◆ **Given request 1**
Reproduce the passage on writing craft word for word, starting at "Beginning the MFA" and ending at "to write art.".

◆ **Text block**
When I came home from residency, I felt totally humbled about the way I thought about writing. Sure, I knew great writing when I read it. But I never fully appreciated the craft level of what separates great writing from stuff that is merely good. Certain authors write prose that so effortlessly falls into place. Think about it. I’ve always felt the best writing doesn’t even make you feel like you are reading words—it’s a kind of magical transformation that happens where you just feel like you’re absorbing this totally immersive story that is firing on all cylinders: language, voice, character, plot, the payoff. I tend to get turned off from writing that’s almost too good. because it feels like writing. I have that problem with Rainbow Rowell sometimes—she’s got an incredible ear for dialogue and writing quotable lines, but to me, it just reminds me that I’m reading excellent writing and it takes me out of the story. Some of my favorite authors who manage to accomplish this kind of enchanted non-writing immersion are Donna Tartt, Michael Ondaatje, John Green, E. Lockhart, Jennifer Egan, Jonathan Franzen, Gabrielle Zevin, and Neil Gaiman.

Beginning the MFA showed me the level of craft mastery or craft consciousness required to write the stories that deeply affect readers and stay with them—to write magic, to write art.

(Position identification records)
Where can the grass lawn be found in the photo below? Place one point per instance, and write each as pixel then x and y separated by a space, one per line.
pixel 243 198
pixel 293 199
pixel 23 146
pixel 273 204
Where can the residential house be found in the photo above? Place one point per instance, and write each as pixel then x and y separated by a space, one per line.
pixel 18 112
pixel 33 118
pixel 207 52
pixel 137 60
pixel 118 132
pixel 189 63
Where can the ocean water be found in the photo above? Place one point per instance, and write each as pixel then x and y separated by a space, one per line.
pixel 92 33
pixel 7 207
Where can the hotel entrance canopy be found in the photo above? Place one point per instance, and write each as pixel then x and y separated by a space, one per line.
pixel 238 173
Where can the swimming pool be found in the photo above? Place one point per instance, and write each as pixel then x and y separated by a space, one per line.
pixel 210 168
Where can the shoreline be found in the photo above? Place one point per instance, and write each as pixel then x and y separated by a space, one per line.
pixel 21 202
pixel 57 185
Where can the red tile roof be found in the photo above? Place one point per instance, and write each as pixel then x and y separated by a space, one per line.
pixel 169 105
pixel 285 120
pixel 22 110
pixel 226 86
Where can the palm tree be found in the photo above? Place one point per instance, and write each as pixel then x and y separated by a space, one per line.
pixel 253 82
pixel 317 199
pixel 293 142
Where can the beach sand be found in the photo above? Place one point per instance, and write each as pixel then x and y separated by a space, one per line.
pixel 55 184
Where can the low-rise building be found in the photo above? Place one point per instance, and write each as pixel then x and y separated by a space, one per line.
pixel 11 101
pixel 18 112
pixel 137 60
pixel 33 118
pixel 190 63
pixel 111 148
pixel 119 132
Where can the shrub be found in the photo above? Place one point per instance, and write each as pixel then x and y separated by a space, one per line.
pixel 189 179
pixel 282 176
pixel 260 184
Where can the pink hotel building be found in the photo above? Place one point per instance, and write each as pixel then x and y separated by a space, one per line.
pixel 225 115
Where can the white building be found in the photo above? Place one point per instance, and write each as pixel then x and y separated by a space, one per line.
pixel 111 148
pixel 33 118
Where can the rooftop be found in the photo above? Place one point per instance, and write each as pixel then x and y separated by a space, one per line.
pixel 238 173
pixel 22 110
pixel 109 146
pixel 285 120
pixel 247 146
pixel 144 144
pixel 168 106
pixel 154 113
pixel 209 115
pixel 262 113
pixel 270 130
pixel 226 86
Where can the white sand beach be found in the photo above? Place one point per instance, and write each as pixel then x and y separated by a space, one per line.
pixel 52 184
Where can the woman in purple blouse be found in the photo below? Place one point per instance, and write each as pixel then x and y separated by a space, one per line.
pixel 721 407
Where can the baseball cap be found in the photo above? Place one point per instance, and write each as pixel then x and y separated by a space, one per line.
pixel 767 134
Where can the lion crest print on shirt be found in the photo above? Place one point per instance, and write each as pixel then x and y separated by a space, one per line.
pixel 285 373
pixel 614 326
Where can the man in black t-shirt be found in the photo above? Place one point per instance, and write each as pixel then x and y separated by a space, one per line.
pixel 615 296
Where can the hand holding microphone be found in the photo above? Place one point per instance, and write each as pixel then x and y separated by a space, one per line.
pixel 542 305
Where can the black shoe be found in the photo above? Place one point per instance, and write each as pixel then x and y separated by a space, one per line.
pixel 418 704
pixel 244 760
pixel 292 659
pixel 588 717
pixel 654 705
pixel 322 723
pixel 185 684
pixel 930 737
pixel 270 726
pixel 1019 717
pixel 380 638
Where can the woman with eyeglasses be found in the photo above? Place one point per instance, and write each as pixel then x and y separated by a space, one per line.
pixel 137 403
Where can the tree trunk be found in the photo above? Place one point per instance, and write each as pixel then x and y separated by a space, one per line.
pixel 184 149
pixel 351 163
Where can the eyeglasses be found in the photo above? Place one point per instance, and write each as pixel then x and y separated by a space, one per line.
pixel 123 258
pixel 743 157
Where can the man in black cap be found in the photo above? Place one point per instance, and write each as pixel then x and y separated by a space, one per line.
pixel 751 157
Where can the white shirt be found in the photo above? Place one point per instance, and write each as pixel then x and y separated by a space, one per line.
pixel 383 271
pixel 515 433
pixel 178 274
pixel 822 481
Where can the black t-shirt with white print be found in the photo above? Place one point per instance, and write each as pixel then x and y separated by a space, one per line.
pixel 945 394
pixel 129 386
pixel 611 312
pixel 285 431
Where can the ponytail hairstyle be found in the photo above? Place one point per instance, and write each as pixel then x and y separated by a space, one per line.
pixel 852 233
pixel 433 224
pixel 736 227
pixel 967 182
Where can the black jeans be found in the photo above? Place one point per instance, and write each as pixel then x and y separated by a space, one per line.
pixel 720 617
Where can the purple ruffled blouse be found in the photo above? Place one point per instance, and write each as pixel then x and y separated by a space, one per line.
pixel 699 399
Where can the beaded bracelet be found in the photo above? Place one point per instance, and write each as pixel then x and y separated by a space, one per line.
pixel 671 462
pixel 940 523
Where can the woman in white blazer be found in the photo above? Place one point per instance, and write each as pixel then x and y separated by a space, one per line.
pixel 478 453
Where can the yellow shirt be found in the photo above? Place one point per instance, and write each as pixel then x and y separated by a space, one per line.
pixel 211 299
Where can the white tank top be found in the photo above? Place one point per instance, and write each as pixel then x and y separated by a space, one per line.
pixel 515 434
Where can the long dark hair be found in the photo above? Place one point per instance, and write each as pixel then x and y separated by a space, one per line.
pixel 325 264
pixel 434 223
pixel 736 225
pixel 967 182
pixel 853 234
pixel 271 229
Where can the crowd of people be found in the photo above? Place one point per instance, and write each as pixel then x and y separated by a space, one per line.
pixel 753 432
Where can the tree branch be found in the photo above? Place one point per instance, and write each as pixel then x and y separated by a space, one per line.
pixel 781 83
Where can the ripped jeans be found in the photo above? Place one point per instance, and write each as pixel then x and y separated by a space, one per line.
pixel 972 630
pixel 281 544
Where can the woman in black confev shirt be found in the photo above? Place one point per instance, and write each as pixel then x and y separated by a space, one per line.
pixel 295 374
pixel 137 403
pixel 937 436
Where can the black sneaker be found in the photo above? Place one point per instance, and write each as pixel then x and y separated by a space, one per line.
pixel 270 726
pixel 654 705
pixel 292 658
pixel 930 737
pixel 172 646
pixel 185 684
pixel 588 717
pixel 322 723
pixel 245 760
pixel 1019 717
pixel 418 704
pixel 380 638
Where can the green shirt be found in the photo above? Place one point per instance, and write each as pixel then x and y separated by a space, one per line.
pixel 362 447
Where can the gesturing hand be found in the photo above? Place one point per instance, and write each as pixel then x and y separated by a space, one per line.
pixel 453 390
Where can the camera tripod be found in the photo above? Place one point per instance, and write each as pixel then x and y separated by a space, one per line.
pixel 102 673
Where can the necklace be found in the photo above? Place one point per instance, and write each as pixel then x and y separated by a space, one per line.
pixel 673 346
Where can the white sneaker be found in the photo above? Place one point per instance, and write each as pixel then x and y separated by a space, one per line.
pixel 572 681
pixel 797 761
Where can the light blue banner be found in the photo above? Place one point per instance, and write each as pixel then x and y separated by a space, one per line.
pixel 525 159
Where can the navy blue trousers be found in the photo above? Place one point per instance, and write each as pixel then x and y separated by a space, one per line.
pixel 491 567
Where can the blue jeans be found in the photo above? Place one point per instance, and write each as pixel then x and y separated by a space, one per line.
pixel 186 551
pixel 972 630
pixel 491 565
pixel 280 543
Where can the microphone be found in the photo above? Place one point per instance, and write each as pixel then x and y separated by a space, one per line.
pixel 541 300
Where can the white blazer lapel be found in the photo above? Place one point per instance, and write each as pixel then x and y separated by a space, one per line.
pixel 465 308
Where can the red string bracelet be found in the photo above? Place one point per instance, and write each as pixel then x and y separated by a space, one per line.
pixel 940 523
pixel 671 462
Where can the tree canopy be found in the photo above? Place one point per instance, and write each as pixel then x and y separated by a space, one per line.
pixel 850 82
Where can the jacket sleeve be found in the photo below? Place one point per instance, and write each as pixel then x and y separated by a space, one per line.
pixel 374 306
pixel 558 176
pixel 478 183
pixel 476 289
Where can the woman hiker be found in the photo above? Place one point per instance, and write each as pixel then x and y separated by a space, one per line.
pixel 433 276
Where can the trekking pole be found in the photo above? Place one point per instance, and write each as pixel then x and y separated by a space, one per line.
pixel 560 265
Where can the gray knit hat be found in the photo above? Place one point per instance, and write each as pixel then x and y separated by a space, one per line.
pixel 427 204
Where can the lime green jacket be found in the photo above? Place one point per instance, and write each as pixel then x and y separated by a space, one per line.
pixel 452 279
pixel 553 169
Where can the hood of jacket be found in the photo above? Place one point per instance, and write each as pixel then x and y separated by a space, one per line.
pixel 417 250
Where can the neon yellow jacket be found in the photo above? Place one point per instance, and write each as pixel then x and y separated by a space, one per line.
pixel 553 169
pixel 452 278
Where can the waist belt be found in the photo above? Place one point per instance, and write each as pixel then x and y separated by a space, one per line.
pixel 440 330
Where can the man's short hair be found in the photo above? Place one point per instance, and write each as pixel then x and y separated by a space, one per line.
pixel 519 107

◆ **Given request 2**
Rewrite only the lines of the entries starting at the line containing "Where can the woman with" and ending at the line containing "pixel 351 163", replacing "tree trunk" with "tree stump" and leaving everything else unchanged.

◆ **Written reply 1**
Beginning the MFA showed me the level of craft mastery or craft consciousness required to write the stories that deeply affect readers and stay with them—to write magic, to write art.

◆ **Written reply 2**
Where can the woman with eyeglasses be found in the photo above? Place one point per instance, and write each as pixel then x and y separated by a space, one per line.
pixel 137 403
Where can the tree stump be found in the photo above? Place one point per instance, and write each as pixel then x and y separated by a space, one per line.
pixel 184 149
pixel 351 163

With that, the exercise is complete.